• Problem details
Update the lines starting at the one containing "</instance>" and ending at the one containing "rough mask: <svg" by replacing "negative clicks" with "background clicks", keeping everything else the same. Return only those lines.

• Record set
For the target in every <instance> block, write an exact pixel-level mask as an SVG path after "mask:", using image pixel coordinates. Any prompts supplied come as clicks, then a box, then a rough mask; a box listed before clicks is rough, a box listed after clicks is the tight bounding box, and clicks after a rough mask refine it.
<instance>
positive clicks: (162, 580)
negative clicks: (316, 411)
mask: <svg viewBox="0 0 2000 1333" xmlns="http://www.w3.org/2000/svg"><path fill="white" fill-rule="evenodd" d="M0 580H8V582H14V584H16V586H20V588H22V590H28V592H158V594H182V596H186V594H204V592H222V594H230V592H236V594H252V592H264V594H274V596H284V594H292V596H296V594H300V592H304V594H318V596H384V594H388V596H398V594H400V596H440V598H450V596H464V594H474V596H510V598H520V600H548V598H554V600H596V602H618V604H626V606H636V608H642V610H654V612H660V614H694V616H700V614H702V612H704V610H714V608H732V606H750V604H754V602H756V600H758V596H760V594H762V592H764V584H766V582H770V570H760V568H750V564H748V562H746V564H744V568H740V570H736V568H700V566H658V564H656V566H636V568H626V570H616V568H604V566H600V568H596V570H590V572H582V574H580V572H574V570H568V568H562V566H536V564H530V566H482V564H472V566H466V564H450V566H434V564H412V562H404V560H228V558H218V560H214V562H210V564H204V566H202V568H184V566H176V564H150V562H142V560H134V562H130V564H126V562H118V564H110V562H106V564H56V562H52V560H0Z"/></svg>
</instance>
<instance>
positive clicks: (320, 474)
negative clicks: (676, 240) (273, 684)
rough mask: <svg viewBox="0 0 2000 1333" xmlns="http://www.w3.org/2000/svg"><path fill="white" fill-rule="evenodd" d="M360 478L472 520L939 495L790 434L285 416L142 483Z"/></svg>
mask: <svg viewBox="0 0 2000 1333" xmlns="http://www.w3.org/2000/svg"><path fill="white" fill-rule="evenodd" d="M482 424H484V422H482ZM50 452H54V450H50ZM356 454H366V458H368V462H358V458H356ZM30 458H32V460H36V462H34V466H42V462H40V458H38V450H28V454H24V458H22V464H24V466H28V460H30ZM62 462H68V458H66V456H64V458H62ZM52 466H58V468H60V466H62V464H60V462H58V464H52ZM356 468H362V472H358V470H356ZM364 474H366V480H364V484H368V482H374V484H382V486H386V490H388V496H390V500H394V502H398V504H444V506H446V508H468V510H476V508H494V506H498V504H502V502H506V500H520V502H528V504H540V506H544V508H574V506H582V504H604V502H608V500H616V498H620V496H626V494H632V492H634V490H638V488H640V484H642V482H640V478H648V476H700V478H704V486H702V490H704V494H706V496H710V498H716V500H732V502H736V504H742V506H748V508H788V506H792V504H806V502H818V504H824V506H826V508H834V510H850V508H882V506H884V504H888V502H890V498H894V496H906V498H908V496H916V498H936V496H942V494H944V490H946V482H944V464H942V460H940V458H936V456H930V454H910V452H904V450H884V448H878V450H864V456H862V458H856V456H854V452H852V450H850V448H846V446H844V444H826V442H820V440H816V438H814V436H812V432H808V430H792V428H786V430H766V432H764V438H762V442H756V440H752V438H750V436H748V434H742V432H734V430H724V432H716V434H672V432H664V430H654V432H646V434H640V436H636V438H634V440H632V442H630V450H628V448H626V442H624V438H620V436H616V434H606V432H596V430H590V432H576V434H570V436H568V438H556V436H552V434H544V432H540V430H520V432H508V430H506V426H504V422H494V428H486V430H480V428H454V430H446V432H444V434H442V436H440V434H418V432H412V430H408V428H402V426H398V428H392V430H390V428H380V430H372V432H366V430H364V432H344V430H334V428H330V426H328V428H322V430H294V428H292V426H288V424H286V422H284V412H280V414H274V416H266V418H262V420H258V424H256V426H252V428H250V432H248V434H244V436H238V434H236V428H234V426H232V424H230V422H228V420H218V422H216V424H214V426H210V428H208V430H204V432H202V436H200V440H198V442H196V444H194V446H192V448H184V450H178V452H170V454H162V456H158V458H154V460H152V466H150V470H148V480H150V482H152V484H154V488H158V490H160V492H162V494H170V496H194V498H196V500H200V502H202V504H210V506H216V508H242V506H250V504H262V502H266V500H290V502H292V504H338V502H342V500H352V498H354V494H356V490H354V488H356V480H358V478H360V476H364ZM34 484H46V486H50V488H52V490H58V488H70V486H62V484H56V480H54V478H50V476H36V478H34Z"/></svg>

• Problem solution
</instance>
<instance>
positive clicks: (320, 474)
background clicks: (676, 240) (273, 684)
rough mask: <svg viewBox="0 0 2000 1333" xmlns="http://www.w3.org/2000/svg"><path fill="white" fill-rule="evenodd" d="M360 478L472 520L939 495L790 434L285 416L142 483Z"/></svg>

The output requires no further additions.